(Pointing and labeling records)
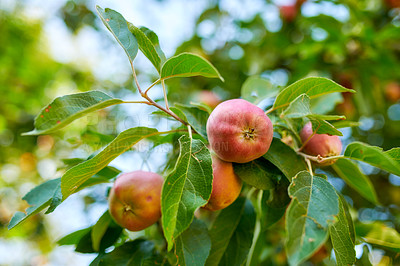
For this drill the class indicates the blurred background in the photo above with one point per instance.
(52, 48)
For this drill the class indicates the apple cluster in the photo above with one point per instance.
(238, 132)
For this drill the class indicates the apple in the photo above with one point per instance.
(226, 185)
(239, 131)
(135, 200)
(323, 145)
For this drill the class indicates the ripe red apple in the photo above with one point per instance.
(323, 145)
(135, 200)
(239, 131)
(226, 185)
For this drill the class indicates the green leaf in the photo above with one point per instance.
(38, 198)
(285, 158)
(343, 236)
(193, 245)
(186, 188)
(343, 124)
(314, 207)
(374, 156)
(350, 173)
(138, 252)
(99, 229)
(313, 87)
(118, 26)
(225, 231)
(148, 48)
(80, 173)
(299, 107)
(188, 65)
(274, 203)
(111, 235)
(322, 127)
(154, 39)
(326, 103)
(74, 237)
(196, 117)
(259, 173)
(380, 234)
(241, 240)
(65, 109)
(255, 89)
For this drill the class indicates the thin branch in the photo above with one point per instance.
(319, 158)
(165, 94)
(136, 80)
(309, 167)
(145, 102)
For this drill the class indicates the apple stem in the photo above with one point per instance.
(319, 158)
(309, 167)
(151, 102)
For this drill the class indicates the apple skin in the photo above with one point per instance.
(135, 200)
(321, 144)
(239, 131)
(226, 185)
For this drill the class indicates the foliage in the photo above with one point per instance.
(285, 195)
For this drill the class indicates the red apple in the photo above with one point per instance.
(323, 145)
(135, 200)
(239, 131)
(226, 185)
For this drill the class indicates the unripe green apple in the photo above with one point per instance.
(239, 131)
(135, 200)
(323, 145)
(226, 185)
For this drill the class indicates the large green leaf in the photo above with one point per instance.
(38, 198)
(314, 207)
(343, 236)
(326, 103)
(285, 158)
(188, 65)
(299, 107)
(388, 161)
(232, 224)
(313, 87)
(321, 126)
(186, 188)
(259, 173)
(154, 39)
(193, 245)
(350, 173)
(274, 203)
(241, 240)
(65, 109)
(134, 253)
(255, 89)
(380, 234)
(146, 45)
(196, 117)
(118, 26)
(80, 173)
(83, 239)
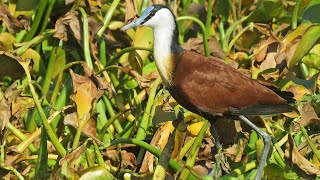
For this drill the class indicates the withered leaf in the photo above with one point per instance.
(85, 93)
(5, 113)
(296, 158)
(142, 80)
(73, 156)
(128, 158)
(260, 51)
(97, 80)
(196, 44)
(21, 105)
(159, 140)
(69, 23)
(89, 128)
(308, 115)
(9, 21)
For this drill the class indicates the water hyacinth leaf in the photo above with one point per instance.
(266, 11)
(42, 164)
(4, 111)
(296, 158)
(7, 41)
(85, 92)
(96, 173)
(308, 40)
(10, 67)
(38, 66)
(9, 21)
(312, 13)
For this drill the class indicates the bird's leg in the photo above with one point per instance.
(219, 156)
(267, 142)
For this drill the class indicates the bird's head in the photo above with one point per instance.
(155, 16)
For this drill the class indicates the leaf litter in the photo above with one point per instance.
(271, 52)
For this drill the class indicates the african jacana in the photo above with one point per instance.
(207, 86)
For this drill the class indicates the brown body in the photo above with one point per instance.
(209, 86)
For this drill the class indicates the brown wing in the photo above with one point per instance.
(212, 86)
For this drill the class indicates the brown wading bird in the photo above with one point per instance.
(208, 86)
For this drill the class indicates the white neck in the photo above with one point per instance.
(162, 52)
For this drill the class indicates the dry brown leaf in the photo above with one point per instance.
(298, 91)
(73, 156)
(304, 148)
(85, 93)
(6, 100)
(200, 170)
(260, 52)
(67, 2)
(9, 21)
(89, 128)
(128, 159)
(308, 115)
(235, 152)
(100, 83)
(64, 24)
(21, 105)
(196, 45)
(159, 141)
(141, 80)
(131, 12)
(297, 159)
(5, 113)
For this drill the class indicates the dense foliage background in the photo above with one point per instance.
(81, 99)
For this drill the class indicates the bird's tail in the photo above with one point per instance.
(262, 109)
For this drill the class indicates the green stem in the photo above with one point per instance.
(186, 148)
(47, 16)
(295, 14)
(51, 134)
(108, 17)
(147, 147)
(50, 69)
(82, 123)
(35, 41)
(203, 28)
(209, 17)
(143, 125)
(108, 123)
(112, 113)
(312, 146)
(126, 50)
(230, 30)
(241, 170)
(102, 52)
(37, 19)
(194, 150)
(21, 136)
(304, 69)
(86, 46)
(233, 41)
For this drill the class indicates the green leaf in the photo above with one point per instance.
(310, 37)
(42, 164)
(312, 13)
(96, 173)
(267, 10)
(274, 171)
(223, 9)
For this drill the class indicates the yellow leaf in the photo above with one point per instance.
(83, 99)
(195, 128)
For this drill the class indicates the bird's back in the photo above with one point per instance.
(211, 86)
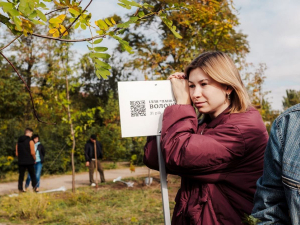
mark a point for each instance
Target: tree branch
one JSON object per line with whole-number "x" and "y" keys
{"x": 68, "y": 28}
{"x": 67, "y": 40}
{"x": 34, "y": 110}
{"x": 56, "y": 10}
{"x": 10, "y": 43}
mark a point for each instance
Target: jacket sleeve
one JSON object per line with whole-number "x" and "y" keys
{"x": 43, "y": 150}
{"x": 188, "y": 153}
{"x": 270, "y": 205}
{"x": 86, "y": 153}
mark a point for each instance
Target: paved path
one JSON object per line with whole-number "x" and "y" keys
{"x": 81, "y": 179}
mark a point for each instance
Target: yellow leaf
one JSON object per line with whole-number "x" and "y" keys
{"x": 62, "y": 29}
{"x": 56, "y": 34}
{"x": 113, "y": 21}
{"x": 57, "y": 3}
{"x": 61, "y": 17}
{"x": 52, "y": 31}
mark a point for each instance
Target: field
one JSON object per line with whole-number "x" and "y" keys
{"x": 112, "y": 203}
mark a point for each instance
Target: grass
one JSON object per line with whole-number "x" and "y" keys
{"x": 112, "y": 203}
{"x": 107, "y": 165}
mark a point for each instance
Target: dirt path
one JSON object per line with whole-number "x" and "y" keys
{"x": 82, "y": 179}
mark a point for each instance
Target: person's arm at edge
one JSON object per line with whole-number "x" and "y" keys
{"x": 32, "y": 151}
{"x": 269, "y": 201}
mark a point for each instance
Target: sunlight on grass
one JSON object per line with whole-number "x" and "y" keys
{"x": 112, "y": 203}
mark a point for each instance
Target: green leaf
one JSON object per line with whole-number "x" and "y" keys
{"x": 76, "y": 25}
{"x": 74, "y": 12}
{"x": 134, "y": 18}
{"x": 100, "y": 55}
{"x": 169, "y": 25}
{"x": 14, "y": 12}
{"x": 102, "y": 64}
{"x": 54, "y": 20}
{"x": 98, "y": 41}
{"x": 37, "y": 22}
{"x": 103, "y": 73}
{"x": 102, "y": 25}
{"x": 141, "y": 14}
{"x": 100, "y": 49}
{"x": 124, "y": 6}
{"x": 108, "y": 22}
{"x": 130, "y": 3}
{"x": 42, "y": 5}
{"x": 41, "y": 15}
{"x": 32, "y": 15}
{"x": 83, "y": 26}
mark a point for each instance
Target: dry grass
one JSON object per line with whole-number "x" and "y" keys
{"x": 112, "y": 203}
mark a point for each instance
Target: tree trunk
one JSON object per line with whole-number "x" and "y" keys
{"x": 72, "y": 135}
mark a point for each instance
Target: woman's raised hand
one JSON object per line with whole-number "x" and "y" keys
{"x": 180, "y": 88}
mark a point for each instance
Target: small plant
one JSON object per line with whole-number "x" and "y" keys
{"x": 5, "y": 165}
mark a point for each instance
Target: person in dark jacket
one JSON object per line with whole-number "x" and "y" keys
{"x": 219, "y": 157}
{"x": 26, "y": 158}
{"x": 40, "y": 155}
{"x": 90, "y": 158}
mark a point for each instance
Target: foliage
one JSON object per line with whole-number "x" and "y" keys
{"x": 292, "y": 98}
{"x": 23, "y": 16}
{"x": 203, "y": 26}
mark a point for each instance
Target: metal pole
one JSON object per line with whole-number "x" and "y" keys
{"x": 163, "y": 183}
{"x": 95, "y": 149}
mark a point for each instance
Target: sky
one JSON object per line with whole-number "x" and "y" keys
{"x": 273, "y": 29}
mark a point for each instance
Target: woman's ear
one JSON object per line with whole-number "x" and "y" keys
{"x": 229, "y": 89}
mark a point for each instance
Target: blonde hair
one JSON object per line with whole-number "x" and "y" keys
{"x": 221, "y": 68}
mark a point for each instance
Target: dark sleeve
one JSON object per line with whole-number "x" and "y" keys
{"x": 270, "y": 205}
{"x": 86, "y": 153}
{"x": 186, "y": 152}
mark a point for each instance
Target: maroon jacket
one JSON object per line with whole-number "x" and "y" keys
{"x": 219, "y": 162}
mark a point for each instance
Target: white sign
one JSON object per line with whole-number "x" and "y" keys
{"x": 142, "y": 104}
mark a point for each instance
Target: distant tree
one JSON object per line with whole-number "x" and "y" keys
{"x": 203, "y": 26}
{"x": 292, "y": 98}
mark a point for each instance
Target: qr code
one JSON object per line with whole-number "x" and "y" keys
{"x": 138, "y": 108}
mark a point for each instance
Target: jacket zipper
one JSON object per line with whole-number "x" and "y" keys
{"x": 291, "y": 183}
{"x": 203, "y": 129}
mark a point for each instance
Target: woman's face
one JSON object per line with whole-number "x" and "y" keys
{"x": 208, "y": 95}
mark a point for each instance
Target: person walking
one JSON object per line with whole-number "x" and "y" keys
{"x": 26, "y": 158}
{"x": 90, "y": 158}
{"x": 40, "y": 155}
{"x": 218, "y": 156}
{"x": 277, "y": 198}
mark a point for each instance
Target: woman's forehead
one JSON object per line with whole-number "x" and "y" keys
{"x": 197, "y": 75}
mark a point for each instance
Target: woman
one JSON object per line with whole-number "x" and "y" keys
{"x": 40, "y": 155}
{"x": 220, "y": 157}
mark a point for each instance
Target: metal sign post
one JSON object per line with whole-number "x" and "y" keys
{"x": 95, "y": 149}
{"x": 163, "y": 183}
{"x": 142, "y": 104}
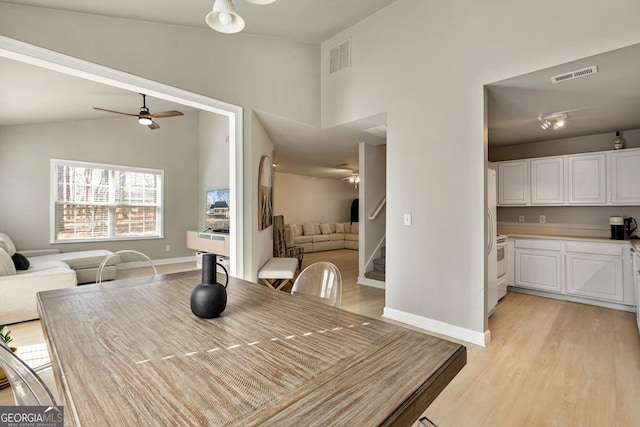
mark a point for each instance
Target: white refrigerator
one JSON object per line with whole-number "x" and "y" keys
{"x": 492, "y": 231}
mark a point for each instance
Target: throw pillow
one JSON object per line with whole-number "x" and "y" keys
{"x": 7, "y": 244}
{"x": 20, "y": 261}
{"x": 325, "y": 229}
{"x": 296, "y": 229}
{"x": 309, "y": 229}
{"x": 7, "y": 268}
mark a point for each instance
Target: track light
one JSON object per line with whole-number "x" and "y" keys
{"x": 554, "y": 121}
{"x": 225, "y": 19}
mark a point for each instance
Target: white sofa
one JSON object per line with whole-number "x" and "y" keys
{"x": 323, "y": 236}
{"x": 48, "y": 269}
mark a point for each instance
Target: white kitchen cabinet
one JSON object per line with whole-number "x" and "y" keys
{"x": 598, "y": 273}
{"x": 538, "y": 265}
{"x": 595, "y": 276}
{"x": 513, "y": 183}
{"x": 586, "y": 177}
{"x": 625, "y": 176}
{"x": 547, "y": 181}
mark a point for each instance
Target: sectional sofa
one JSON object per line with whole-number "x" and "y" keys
{"x": 323, "y": 236}
{"x": 23, "y": 275}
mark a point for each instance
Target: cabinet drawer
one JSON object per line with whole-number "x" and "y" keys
{"x": 546, "y": 245}
{"x": 595, "y": 248}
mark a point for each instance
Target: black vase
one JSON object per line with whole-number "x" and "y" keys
{"x": 209, "y": 298}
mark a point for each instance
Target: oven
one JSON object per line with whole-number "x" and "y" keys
{"x": 501, "y": 254}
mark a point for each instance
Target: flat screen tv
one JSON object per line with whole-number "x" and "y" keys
{"x": 217, "y": 216}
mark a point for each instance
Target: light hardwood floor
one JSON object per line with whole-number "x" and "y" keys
{"x": 549, "y": 363}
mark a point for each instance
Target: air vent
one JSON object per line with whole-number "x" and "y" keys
{"x": 380, "y": 131}
{"x": 340, "y": 57}
{"x": 574, "y": 74}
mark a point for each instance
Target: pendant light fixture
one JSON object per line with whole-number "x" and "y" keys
{"x": 225, "y": 19}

Written request >> Show every line from the records above that contains the string "stem", copying each such line in full.

Expected output >>
For this drill the class indicates the apple stem in the photo above with one point per instance.
For this drill the class indicates the green stem in the photo above with one point per instance.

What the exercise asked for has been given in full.